-- Task description --
Transcribe each of the lines below word for word, with nothing changed.

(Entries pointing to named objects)
☆ ☆ ☆ ☆
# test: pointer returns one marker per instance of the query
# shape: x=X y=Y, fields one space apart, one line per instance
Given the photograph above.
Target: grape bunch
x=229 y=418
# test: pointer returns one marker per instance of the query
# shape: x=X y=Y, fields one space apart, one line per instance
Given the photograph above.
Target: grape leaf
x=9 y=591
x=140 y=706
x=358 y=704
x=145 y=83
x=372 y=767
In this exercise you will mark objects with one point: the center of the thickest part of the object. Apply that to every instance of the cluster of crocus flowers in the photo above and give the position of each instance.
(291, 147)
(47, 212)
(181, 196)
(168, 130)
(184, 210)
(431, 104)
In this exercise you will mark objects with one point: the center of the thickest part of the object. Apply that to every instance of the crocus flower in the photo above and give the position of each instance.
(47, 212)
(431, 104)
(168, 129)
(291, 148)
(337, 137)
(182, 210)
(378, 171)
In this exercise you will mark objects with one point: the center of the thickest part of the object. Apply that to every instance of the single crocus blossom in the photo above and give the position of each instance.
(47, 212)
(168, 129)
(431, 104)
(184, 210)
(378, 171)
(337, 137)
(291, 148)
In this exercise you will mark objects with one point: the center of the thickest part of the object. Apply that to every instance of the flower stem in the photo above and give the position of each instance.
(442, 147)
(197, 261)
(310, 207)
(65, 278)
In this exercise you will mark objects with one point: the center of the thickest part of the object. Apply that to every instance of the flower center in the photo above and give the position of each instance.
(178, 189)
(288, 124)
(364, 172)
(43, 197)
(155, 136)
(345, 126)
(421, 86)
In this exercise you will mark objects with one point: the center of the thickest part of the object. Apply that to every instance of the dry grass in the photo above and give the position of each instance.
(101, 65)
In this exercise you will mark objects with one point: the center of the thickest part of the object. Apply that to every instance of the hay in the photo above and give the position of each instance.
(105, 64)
☆ ☆ ☆ ☆
-- Completed task --
# test: pointer returns one marker per instance of the query
# shape: x=X y=Y, fields one space apart, one line per instance
Given the photograph above.
Target: grape bunch
x=229 y=418
# test: pointer returns one marker per instance of the query
# shape: x=X y=Y, fields one space apart, one line per instance
Given the photograph above.
Target: grape leaf
x=9 y=591
x=140 y=706
x=358 y=704
x=145 y=83
x=372 y=767
In this exercise you will mark objects with one point: the center of the thickest part of the object. Apply that to every instance of the cluster of crocus flowers in the photo above and give the position of each instance.
(291, 147)
(47, 212)
(181, 196)
(168, 130)
(184, 210)
(431, 104)
In this exercise you will mark objects with one point: the center of the thickest part of the object. Apply that to every instance of the crocus flower in the photo above and give the position of each instance.
(47, 212)
(431, 104)
(168, 129)
(291, 148)
(337, 137)
(182, 210)
(378, 171)
In this exercise you will mark objects with one point: the center of the thickest part of the object. Apply that to every instance of the single crocus blossom in the photo above and give the position of each instance.
(47, 212)
(168, 129)
(431, 104)
(184, 210)
(378, 171)
(337, 137)
(291, 148)
In this exercise you will mark objects with one point: the center of the thickest part of the object. Apply that to every instance of the flower stem in the photo above and give the position of each instance.
(442, 147)
(197, 261)
(310, 207)
(65, 278)
In this exercise you will mark objects with one point: the center of the thickest part of the object. Apply that to every instance of the flower center in the photo above and give the position of each instance.
(178, 189)
(288, 124)
(364, 172)
(43, 197)
(155, 136)
(345, 126)
(421, 86)
In this exercise you will mark objects with one point: the center of the thickest part of the object. Apply that to every instance of the dry grass in the photo above and give the position of each instance.
(101, 65)
In this exercise you will mark objects with one point: the center of the thickest part of the object. Apply that to every instance of the hay in the photo above and give the position of each instance.
(105, 64)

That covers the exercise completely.